[Stored items from a collection]
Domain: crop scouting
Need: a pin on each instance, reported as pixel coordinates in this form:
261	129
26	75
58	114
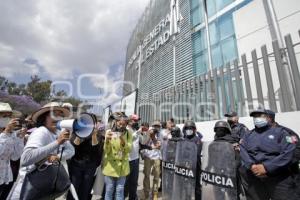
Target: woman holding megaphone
117	146
41	175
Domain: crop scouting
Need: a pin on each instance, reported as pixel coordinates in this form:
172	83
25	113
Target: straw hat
52	106
6	108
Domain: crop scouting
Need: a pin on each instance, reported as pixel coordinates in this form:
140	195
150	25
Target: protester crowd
31	148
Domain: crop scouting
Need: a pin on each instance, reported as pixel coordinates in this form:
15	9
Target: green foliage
39	90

=== Description of the task ===
Rewrite the records above with "crop scouting" swapped for "field survey" everywhere it occurs, keeping every other line unchanged. Leave the pictures out of your version.

=== Response to this task ===
Domain: field survey
Need: a pin on each instance, reported as pixel coordinates in this form:
261	129
26	75
58	114
Target: woman holding megaphone
117	146
41	175
Domain: field survey
Need: a pin on each instance, reported as pixel coordinates in this form:
172	83
25	113
Target: straw hat
52	106
6	108
Domain: field survey
Need: a pin on each instance, reported as pixel coordinates in this form:
140	195
150	25
Target: protester crowd
31	148
Domain: field survey
Need: a pin on each instance, reported as pixel coordinates in this form:
15	9
Target: green foliage
39	90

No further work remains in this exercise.